_EXTRACTED INFORMATION_.

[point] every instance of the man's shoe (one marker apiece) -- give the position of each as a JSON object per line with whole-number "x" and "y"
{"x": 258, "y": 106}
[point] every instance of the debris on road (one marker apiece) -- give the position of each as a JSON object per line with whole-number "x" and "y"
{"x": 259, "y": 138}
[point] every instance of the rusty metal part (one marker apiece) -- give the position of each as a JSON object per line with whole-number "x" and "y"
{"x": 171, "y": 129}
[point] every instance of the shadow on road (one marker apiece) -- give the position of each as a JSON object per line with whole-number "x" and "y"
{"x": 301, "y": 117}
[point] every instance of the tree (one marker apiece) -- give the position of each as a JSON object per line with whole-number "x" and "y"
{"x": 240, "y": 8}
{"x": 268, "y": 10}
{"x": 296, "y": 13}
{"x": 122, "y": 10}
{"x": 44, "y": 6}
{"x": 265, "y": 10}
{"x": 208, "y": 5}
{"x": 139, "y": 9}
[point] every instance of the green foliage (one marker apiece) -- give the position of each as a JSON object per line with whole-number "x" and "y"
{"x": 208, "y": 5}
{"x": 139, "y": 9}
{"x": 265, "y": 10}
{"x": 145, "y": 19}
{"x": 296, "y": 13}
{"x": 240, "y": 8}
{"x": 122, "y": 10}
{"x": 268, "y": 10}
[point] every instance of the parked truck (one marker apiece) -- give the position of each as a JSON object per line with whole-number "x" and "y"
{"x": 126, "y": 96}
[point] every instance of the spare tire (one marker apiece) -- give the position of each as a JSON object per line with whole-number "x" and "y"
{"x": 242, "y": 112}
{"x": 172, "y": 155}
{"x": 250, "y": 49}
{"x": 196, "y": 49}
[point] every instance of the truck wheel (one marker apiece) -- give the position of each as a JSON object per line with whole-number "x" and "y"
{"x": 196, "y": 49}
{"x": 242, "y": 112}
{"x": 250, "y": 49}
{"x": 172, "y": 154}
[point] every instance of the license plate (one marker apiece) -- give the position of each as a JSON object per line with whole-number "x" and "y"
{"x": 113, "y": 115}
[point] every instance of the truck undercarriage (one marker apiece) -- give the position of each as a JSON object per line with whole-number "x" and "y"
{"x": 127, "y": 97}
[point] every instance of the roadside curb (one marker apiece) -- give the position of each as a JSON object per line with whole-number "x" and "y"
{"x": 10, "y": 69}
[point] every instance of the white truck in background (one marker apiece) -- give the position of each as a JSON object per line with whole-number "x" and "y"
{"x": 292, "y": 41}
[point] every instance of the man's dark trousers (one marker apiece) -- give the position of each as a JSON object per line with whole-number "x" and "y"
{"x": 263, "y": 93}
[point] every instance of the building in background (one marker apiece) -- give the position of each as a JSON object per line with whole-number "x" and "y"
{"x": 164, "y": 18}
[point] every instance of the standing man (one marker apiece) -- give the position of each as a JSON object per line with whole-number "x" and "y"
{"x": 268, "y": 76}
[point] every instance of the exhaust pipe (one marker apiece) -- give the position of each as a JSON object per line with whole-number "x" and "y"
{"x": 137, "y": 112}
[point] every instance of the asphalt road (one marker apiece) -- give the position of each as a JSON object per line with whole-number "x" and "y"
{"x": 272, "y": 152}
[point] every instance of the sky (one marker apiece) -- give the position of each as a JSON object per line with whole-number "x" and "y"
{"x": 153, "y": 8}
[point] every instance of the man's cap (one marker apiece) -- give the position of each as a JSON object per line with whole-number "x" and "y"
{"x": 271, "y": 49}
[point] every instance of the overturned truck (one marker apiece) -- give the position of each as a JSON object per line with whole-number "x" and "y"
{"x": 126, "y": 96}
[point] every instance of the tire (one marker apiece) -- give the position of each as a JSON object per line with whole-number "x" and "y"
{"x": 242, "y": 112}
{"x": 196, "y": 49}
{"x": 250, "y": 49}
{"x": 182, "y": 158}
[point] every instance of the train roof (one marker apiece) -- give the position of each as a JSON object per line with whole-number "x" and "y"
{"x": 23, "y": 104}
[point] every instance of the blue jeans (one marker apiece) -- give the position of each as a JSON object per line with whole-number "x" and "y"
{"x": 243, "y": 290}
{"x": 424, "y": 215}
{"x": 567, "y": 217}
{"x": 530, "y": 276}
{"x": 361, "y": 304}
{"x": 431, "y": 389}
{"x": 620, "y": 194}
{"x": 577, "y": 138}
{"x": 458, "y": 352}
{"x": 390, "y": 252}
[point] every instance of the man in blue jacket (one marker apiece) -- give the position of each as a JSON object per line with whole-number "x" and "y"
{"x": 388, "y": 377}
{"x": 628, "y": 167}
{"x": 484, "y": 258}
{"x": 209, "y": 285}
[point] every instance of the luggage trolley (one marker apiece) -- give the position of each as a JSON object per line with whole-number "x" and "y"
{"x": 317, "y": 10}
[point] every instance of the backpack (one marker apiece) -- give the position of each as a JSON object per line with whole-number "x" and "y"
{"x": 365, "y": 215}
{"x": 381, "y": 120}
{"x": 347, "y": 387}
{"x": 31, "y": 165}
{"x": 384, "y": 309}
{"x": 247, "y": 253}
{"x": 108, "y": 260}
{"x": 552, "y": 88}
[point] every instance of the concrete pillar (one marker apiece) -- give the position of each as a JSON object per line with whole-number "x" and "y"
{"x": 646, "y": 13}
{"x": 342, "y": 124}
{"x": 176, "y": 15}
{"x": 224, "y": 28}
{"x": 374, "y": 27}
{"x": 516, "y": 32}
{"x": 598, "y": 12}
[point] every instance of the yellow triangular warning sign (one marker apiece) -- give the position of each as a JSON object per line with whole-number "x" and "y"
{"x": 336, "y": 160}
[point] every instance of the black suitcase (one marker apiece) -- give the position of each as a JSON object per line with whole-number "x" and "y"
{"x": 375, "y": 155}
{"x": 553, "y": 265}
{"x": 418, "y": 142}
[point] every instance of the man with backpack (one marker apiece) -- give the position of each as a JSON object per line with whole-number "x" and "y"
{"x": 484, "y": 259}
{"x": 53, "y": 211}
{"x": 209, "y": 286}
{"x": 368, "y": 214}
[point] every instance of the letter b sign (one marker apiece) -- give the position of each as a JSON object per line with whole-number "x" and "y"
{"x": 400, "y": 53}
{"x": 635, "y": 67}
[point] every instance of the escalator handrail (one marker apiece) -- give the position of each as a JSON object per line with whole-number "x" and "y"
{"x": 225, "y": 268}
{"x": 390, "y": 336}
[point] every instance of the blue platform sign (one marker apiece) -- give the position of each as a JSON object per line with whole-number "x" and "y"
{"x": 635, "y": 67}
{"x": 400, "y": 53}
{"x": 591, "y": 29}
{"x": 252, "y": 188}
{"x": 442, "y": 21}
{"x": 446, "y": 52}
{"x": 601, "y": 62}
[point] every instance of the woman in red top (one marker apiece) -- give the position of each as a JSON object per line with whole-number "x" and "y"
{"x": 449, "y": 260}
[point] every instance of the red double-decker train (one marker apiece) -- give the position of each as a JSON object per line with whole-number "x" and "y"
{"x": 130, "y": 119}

_TO BE DONE_. Your task is to output all of the data above word for word.

_FULL SOLUTION_.
[point] every instance of the man's shoe (one marker apiece) -- give the position of each as a JSON object per line with whole-number "x" and "y"
{"x": 258, "y": 106}
[point] every instance of the debris on road (one marker apiece) -- give the position of each as a JSON object per line with whole-number "x" and "y"
{"x": 259, "y": 138}
[point] every instance of the rusty metal part (one marker apiece) -- give the position of each as a JSON object per line with whole-number "x" and "y"
{"x": 171, "y": 129}
[point] every instance of the shadow on road (one marker apiece) -- give the position of each as a JSON object per line with whole-number "x" and "y"
{"x": 301, "y": 117}
[point] every instance of the tree (one marker apiece) -- give the position of each as a JSON object per line with whole-number "x" and "y"
{"x": 240, "y": 8}
{"x": 268, "y": 10}
{"x": 296, "y": 13}
{"x": 122, "y": 10}
{"x": 44, "y": 6}
{"x": 265, "y": 10}
{"x": 208, "y": 5}
{"x": 139, "y": 9}
[point] every instance of the green foliage (one marker apiece) -- give the position of each as a JSON object per line with whole-number "x" and "y"
{"x": 208, "y": 5}
{"x": 139, "y": 9}
{"x": 265, "y": 10}
{"x": 145, "y": 19}
{"x": 296, "y": 13}
{"x": 240, "y": 8}
{"x": 122, "y": 10}
{"x": 268, "y": 10}
[point] every instance of the parked truck (one marker apiece) -- give the position of each as a JSON object per line with whole-number "x" and "y"
{"x": 126, "y": 96}
[point] every instance of the spare tire (one marker apiece) -- give the position of each as a JSON object per line with whole-number "x" and "y"
{"x": 242, "y": 112}
{"x": 172, "y": 155}
{"x": 250, "y": 49}
{"x": 196, "y": 49}
[point] every instance of the truck wheel (one marker apiece) -- give the position of each as a JSON object per line with whole-number "x" and "y"
{"x": 196, "y": 49}
{"x": 242, "y": 112}
{"x": 250, "y": 49}
{"x": 172, "y": 154}
[point] every instance of the license plate (one marker apiece) -- give the position of each as a JSON object per line with whole-number "x" and "y"
{"x": 113, "y": 115}
[point] every instance of the truck undercarriage (one marker apiece) -- give the position of each as a JSON object per line with whole-number "x" and "y"
{"x": 127, "y": 97}
[point] every instance of the roadside curb (one marker apiece) -- give the position of each as a JSON object per line with whole-number "x" and "y"
{"x": 10, "y": 69}
[point] every instance of the white truck in background (one marker apiece) -- give the position of each as a JSON object per line with whole-number "x" and "y"
{"x": 292, "y": 41}
[point] every instance of the man's dark trousers (one marker apiece) -- give the position of each as a JSON object per line with whole-number "x" and "y"
{"x": 263, "y": 93}
[point] every instance of the building in background (one marker apiece) -- give the position of each as a JSON object per line with whole-number "x" and "y"
{"x": 164, "y": 18}
[point] every instance of the standing man (one marker apiece) -- give the position of each as a JSON object per line with whole-number "x" and "y"
{"x": 268, "y": 76}
[point] every instance of the exhaust pipe (one marker apiece) -- give the position of each as a JSON object per line with whole-number "x" and "y"
{"x": 137, "y": 112}
[point] every instance of the asphalt road (one marker apiece) -- give the position of each as a JSON object per line with whole-number "x" and "y"
{"x": 272, "y": 152}
[point] every instance of the sky (one marker apiece) -- give the position of each as a JSON object per line with whole-number "x" and "y"
{"x": 153, "y": 8}
[point] every instance of the man's cap (one marker apiece) -- give the position of each as a JSON object per line with whole-number "x" and "y"
{"x": 271, "y": 49}
[point] every instance of the overturned truck (one marker apiece) -- give the position of each as a JSON object per line with whole-number "x" and "y"
{"x": 126, "y": 96}
[point] every instance of the tire (one marker apiece) -- give the position of each as a JSON object per line with whole-number "x" and "y"
{"x": 242, "y": 112}
{"x": 196, "y": 49}
{"x": 250, "y": 49}
{"x": 182, "y": 158}
[point] every instance of the train roof (one marker apiece) -- give the position of each as a JSON object per line with whole-number "x" and "y"
{"x": 23, "y": 104}
[point] every instance of the blue jeans (one marker apiece) -- give the position of each as a JSON object per line with whole-number "x" and "y"
{"x": 243, "y": 290}
{"x": 424, "y": 215}
{"x": 567, "y": 217}
{"x": 530, "y": 276}
{"x": 361, "y": 304}
{"x": 431, "y": 389}
{"x": 620, "y": 194}
{"x": 577, "y": 138}
{"x": 458, "y": 352}
{"x": 390, "y": 252}
[point] every instance of the man in blue jacket (one marker apiece) -- give the position of each as a JSON object per line with whole-number "x" and "y"
{"x": 388, "y": 377}
{"x": 628, "y": 167}
{"x": 484, "y": 258}
{"x": 209, "y": 285}
[point] every instance of the luggage trolley (one marker apiece) -- give the position of each as a JSON object per line with whole-number "x" and "y"
{"x": 317, "y": 10}
[point] every instance of the backpack (one marker apiece) -- give the position of each as a JSON object per line with whole-number "x" and "y"
{"x": 365, "y": 215}
{"x": 381, "y": 120}
{"x": 347, "y": 387}
{"x": 31, "y": 165}
{"x": 384, "y": 309}
{"x": 247, "y": 253}
{"x": 108, "y": 260}
{"x": 552, "y": 88}
[point] every instance of the concrete pillar (one marker apiece) -- give the position of each as a JSON object per line with whole-number "x" and "y"
{"x": 646, "y": 13}
{"x": 342, "y": 124}
{"x": 176, "y": 15}
{"x": 224, "y": 28}
{"x": 374, "y": 27}
{"x": 516, "y": 32}
{"x": 598, "y": 12}
[point] every instance of the yellow triangular warning sign (one marker apiece) -- give the position of each as a JSON object per line with whole-number "x" and "y"
{"x": 336, "y": 160}
[point] every instance of the black suitcase (one marker apiece) -- give the position of each as a JSON object per line with whole-number "x" and "y"
{"x": 375, "y": 155}
{"x": 553, "y": 265}
{"x": 418, "y": 142}
[point] every instance of the man with backpack (one marker apiece) -- give the position of each as a JSON object per line with whole-number "x" and "y"
{"x": 484, "y": 259}
{"x": 53, "y": 211}
{"x": 209, "y": 286}
{"x": 368, "y": 214}
[point] every instance of the letter b sign (one marker apiece) -- give the position of each as a JSON object per line with whole-number "x" and "y"
{"x": 400, "y": 53}
{"x": 635, "y": 67}
[point] every instance of the escalator handrail (one marker apiece) -- give the position of each as a JSON object per line with whole-number "x" and "y"
{"x": 225, "y": 268}
{"x": 390, "y": 336}
[point] every instance of the blue platform sign (one marker apiece) -- give the position of each as a JSON object per line with whole-number "x" and "y"
{"x": 635, "y": 67}
{"x": 400, "y": 53}
{"x": 591, "y": 29}
{"x": 252, "y": 188}
{"x": 442, "y": 21}
{"x": 446, "y": 52}
{"x": 601, "y": 62}
[point] every instance of the woman in red top (one marker apiece) -- give the position of each as a JSON object per line with whole-number "x" and "y"
{"x": 449, "y": 260}
[point] every instance of the red double-decker train (one marker apiece) -- give the position of each as a JSON object per line with whole-number "x" and "y"
{"x": 130, "y": 119}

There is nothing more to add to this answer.